■ Selected extract
______________________________

Stewart began taking LSD, or "dropping acid", by the age of 15, and carried on taking it up to three times a week during his teenage years.

Whilst still in his teens, Stewart secured a record deal as part of folk-rock band Longdancer. Despite being signed to Elton John's record label, The Rocket Record Company, they did not achieve commercial success. He also collaborated with Brian Harrison to produce an EP on the Sunderland Multicord label (label number MULT-SH-1, producer Ken McKenzie), recording two songs ("Girl" and "Green She Said") from a school musical production written by English teacher Dick Bradshaw, one traditional number ("A Blacksmith Courted Me") and a song written by Dave and Brian ("Deep December"). After leaving Wearside, Stewart spent several years living in squats in London. In late 1976, he was introduced to Annie Lennox, by Paul Jacobs. Soon, Stewart and Lennox became romantically involved. By 1977, the pair had teamed up with Sunderland musician Peet Coombes, releasing a single on Logo Records as the Catch. The band then developed into the Tourists, which enjoyed modest success, including a hit in 1979 with a cover of the Dusty Springfield hit "I Only Want to Be with You".

== Eurythmics ==

The Tourists split up in 1980, as did Stewart and Lennox, though the pair continued to work together. They formed a new musical project named Eurythmics. After a string of hit singles and albums, the duo split in 1990, but reunited in 1999 for the album Peace and another world tour. Lennox and Stewart worked together again in 2005, recording two new tracks for the greatest hits package Ultimate Collection, released to coincide with Eurythmics' 25th anniversary.

==Post-Eurythmics==

When Eurythmics dissolved in 1990, Stewart moved to France and immediately released a self-titled album with his new band, The Spiritual Cowboys, which reached No. 38 on the UK album charts. The song "Party Town" was featured in the 1990 film Flatliners. A second album, Honest, followed in 1991. Both records went Gold in France, where Stewart concentrated his efforts.

In 1992, Stewart collaborated with singer Terry Hall (formerly of The Specials, Fun Boy Three and The Colourfield) on the project Vegas. The duo released one self-titled album but this was commercially unsuccessful, though one of the singles from the album ("Possessed") made the UK Top 40.

In 1993, Stewart appeared in an Apple Inc. advertisement for the Power Macintosh in which he riffed on the word "power". He also had a small cameo as a computer hacker in the 1995 film Hackers.

In 1995, Stewart released a solo album titled Greetings from the Gutter. The album was not a commercial success, peaking at number 93 in the UK, though Stewart scored a minor UK hit with the single "Heart Of Stone" which reached number 36. He then released another album, Sly-Fi, in 1998, which was first made available on the internet.

In 1995, Stewart appeared in an advert for BT in which he sang the track 'Secrets' which was made specifically for BT to be used in the advert.

______________________________

■ Data block
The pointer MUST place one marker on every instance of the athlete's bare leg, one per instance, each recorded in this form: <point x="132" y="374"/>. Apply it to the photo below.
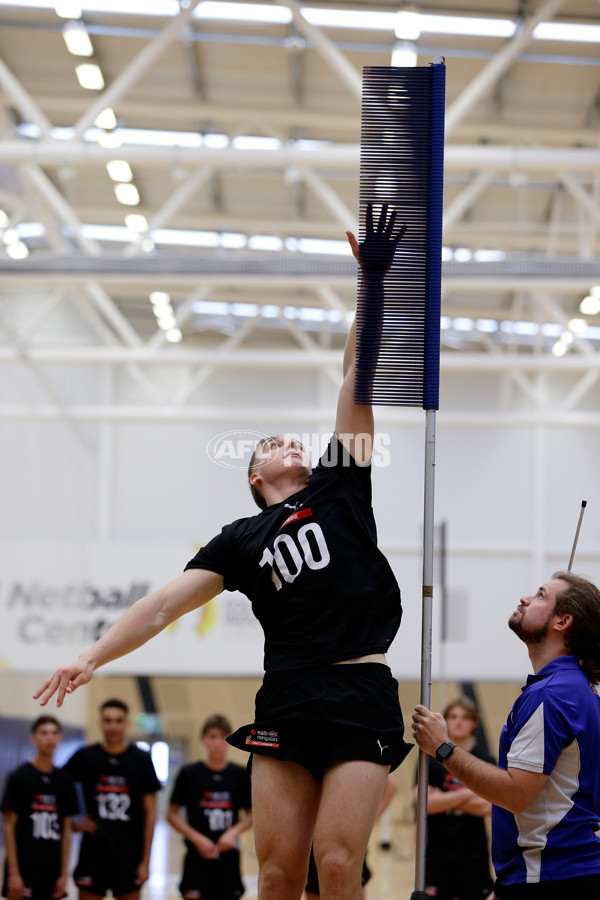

______________________________

■ Complete the following
**A)** From the passage on Stewart's music career, output everything from "In 1995, Stewart released" down to "on the internet.", word for word.
**B)** Carry the account of Stewart's career forward from its final sentence.

■ Expected results
**A)**
In 1995, Stewart released a solo album titled Greetings from the Gutter. The album was not a commercial success, peaking at number 93 in the UK, though Stewart scored a minor UK hit with the single "Heart Of Stone" which reached number 36. He then released another album, Sly-Fi, in 1998, which was first made available on the internet.

**B)**
In November 2002, Stewart worked with former South African president Nelson Mandela. Stewart came up with the idea of turning Mandela's prison number into a telephone number then wrote and recorded songs with Paul McCartney, Bono and Edge and various others that you could only hear if you dialled this number and whilst listening you were donating. He then began organising the 46664 campaign and series of concerts in the fight against HIV/AIDS in South Africa.

In 2007, Stewart announced on his MySpace page that he would be playing live concerts showcasing his entire career. According to the announcement, he was to be accompanied by various guest musicians as well as a 30-piece orchestra. Additionally, Stewart has stated that for the first time in many years, he has been writing new songs on his guitar, although he had no plans at that time for a new solo album.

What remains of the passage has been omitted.